Extracted material:
*** Begin section ***
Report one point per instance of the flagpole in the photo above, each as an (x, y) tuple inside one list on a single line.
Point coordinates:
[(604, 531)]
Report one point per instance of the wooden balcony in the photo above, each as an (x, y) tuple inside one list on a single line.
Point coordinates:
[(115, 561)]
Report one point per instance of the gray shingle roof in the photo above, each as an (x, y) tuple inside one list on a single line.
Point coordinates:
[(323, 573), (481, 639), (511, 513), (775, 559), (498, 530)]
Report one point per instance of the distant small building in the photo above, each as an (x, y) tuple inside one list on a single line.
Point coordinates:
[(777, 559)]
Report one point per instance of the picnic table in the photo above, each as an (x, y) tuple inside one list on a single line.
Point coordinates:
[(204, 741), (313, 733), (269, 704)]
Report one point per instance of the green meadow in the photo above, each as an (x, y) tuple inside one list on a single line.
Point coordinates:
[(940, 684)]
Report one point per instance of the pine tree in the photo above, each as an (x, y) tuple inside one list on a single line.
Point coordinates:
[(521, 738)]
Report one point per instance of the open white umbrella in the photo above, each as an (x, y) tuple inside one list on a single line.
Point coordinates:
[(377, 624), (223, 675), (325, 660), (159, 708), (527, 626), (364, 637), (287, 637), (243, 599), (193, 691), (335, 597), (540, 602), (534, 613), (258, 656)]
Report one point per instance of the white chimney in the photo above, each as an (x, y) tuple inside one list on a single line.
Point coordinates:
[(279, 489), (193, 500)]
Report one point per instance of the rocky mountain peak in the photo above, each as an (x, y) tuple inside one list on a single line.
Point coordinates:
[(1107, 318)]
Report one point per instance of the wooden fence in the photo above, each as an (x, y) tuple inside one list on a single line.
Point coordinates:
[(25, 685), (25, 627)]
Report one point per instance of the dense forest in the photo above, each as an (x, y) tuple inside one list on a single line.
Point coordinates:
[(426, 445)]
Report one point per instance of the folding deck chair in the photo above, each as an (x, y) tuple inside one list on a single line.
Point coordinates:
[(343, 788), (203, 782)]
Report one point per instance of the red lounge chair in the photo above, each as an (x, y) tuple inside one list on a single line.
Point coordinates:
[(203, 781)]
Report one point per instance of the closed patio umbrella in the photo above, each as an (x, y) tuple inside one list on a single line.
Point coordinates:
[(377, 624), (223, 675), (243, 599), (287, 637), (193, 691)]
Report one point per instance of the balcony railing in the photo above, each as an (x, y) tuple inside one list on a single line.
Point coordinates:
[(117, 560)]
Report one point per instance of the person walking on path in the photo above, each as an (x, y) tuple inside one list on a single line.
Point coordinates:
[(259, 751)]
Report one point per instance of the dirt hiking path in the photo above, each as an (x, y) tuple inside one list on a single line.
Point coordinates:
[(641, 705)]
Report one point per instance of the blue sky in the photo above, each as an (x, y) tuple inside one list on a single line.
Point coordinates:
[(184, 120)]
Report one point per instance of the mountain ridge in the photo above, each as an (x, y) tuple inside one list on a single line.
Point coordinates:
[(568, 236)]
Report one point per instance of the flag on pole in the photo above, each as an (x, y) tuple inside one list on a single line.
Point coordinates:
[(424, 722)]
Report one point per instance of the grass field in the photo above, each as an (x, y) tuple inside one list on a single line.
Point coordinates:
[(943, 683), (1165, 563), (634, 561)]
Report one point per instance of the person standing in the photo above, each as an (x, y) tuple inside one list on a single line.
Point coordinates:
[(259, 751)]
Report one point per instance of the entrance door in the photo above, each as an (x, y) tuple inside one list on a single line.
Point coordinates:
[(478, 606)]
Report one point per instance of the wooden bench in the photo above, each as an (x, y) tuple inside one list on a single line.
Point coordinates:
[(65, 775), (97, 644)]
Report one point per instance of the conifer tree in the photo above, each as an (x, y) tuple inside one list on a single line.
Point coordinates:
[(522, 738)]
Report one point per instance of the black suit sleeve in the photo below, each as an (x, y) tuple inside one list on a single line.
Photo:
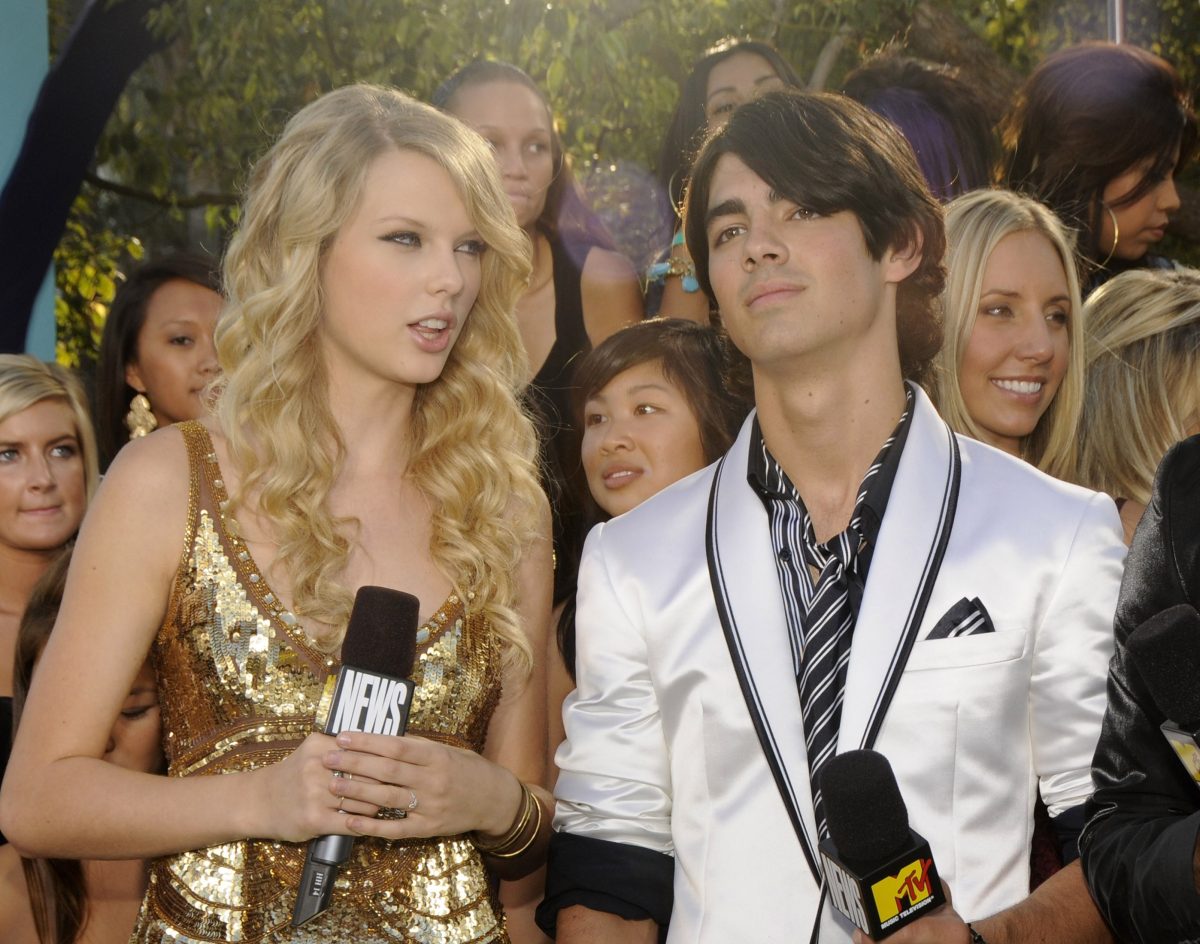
*** End section ***
Output all of the entries once more, word for word, with the images removed.

Exercise response:
Report one point per instance of the flagpole in the photo above, each as an (x, y) tuple inside one list on a single line.
Point coordinates:
[(604, 531)]
Report one point per instance of the wooden balcony in the photo above, each as an (x, y) tuple inside one list on a single line.
Point coordinates:
[(115, 561)]
Report one point per instance of the gray shingle roof in the photo above, each as an (x, y) tuple inside one list on a single line.
Point coordinates:
[(323, 573), (481, 639), (511, 513), (775, 559), (498, 530)]
Report one point per instance of the distant small building in the photo above, each as an (x, y) tuple inside one list on a single line.
Point coordinates:
[(777, 559)]
Report one point per instance of the picnic table in the photo above, each as an (x, y) tuple inside one list on a single line.
Point coordinates:
[(204, 741), (313, 733), (269, 704)]
Report one point per instance of the green meadow in the photo above, each as an (x, y) tuple inside one list on a single line.
Point coordinates:
[(940, 684)]
Report one point per instance of the pine tree in the photo above, each as an (x, y) tuple inside one list on a single line.
Point coordinates:
[(521, 738)]
Report one point per instance of the open white umbrella in the photo above, each as an (x, y) tuple inside one list on a single line.
Point coordinates:
[(377, 624), (223, 675), (325, 660), (159, 708), (527, 626), (364, 637), (287, 637), (243, 599), (193, 691), (335, 597), (540, 602), (534, 613), (258, 656)]
Report one point per instance of the white chimney in the photo above, each as an (x, y) tuple inside one list on a single line.
Point coordinates:
[(279, 489), (193, 500)]
Report one point per instance of the rocky mountain peak in the photo above, each as an (x, y) tuple inside one list on a single line.
Point coordinates:
[(1107, 318)]
Report one point per instance of the wooden fence in the photo above, each as an (x, y) tuple inside one list on a single line.
Point coordinates:
[(25, 685), (25, 627)]
Report one point per instance of the dense forest in the photo above, each as an (x, y) tuple inside one list on a single line.
Point coordinates:
[(426, 445)]
Report one point per instance of the folding deck chair in the photo above, each as an (x, y) tuple inside one list on a single line.
Point coordinates:
[(343, 788), (203, 782)]
Report one point per instance of the red lounge chair in the photo above, each as an (x, y) tuple inside one list on a single line.
Point coordinates:
[(203, 781)]
Report one point per instance of the closed patio umbrella in the photo above, each as an (x, y) tuple inside one list on a single line.
Point coordinates:
[(377, 624), (223, 675), (243, 599), (287, 637), (193, 691)]
Report one point per instance of the balcony railing in the photo above, each as an (x, y) tuple inside one list on a single line.
Point coordinates:
[(117, 560)]
Report one point per instance of the person walking on path in the photo above, each as an (x, y) tuple inside one list on a single line.
Point coordinates:
[(259, 751)]
Report one point per instance of the dirt hiking path in the photo above, each as an (x, y) tuple inside one list on a single line.
Point coordinates:
[(641, 705)]
Report one point per instance of the blue sky in the photo above, each as an (x, y) tuple inside one list on a single line.
Point coordinates:
[(184, 120)]
Report one point per instance of the mountain ridge in the photo above, each as an (x, y) tuple inside one list on a single line.
Point coordinates:
[(568, 236)]
Report one point per instance of the flag on pole in the photo above, each as an (x, y) tuple inside one list on a single line.
Point coordinates:
[(424, 722)]
Report one point per instance of the grass field in the photo above, each as an (x, y) tuple inside one list on a single line.
Point coordinates:
[(943, 683), (1165, 563), (634, 561)]
Report one point per instance of the person standing in the photo above, each as an (x, y) tuple inside one list on a single line.
Point coordinates:
[(259, 751)]
Report one point per instance of the entrance door in the photo above, each as an (x, y) tuple inside one list on a single line.
Point coordinates:
[(478, 606)]
Report one point per instance of the wooden bench in the photo above, each as an (x, y) tuple inside one list on a single line.
Point coordinates:
[(65, 775), (97, 644)]
Report one point per instance of the conifer tree in the photo above, each as an (x, y) tuple inside one list on a single line.
Point coordinates:
[(522, 738)]
Report one point per instance of the black suit sleeve in the photo below, each as an (x, y) tuple inside one list on a single line.
Photo:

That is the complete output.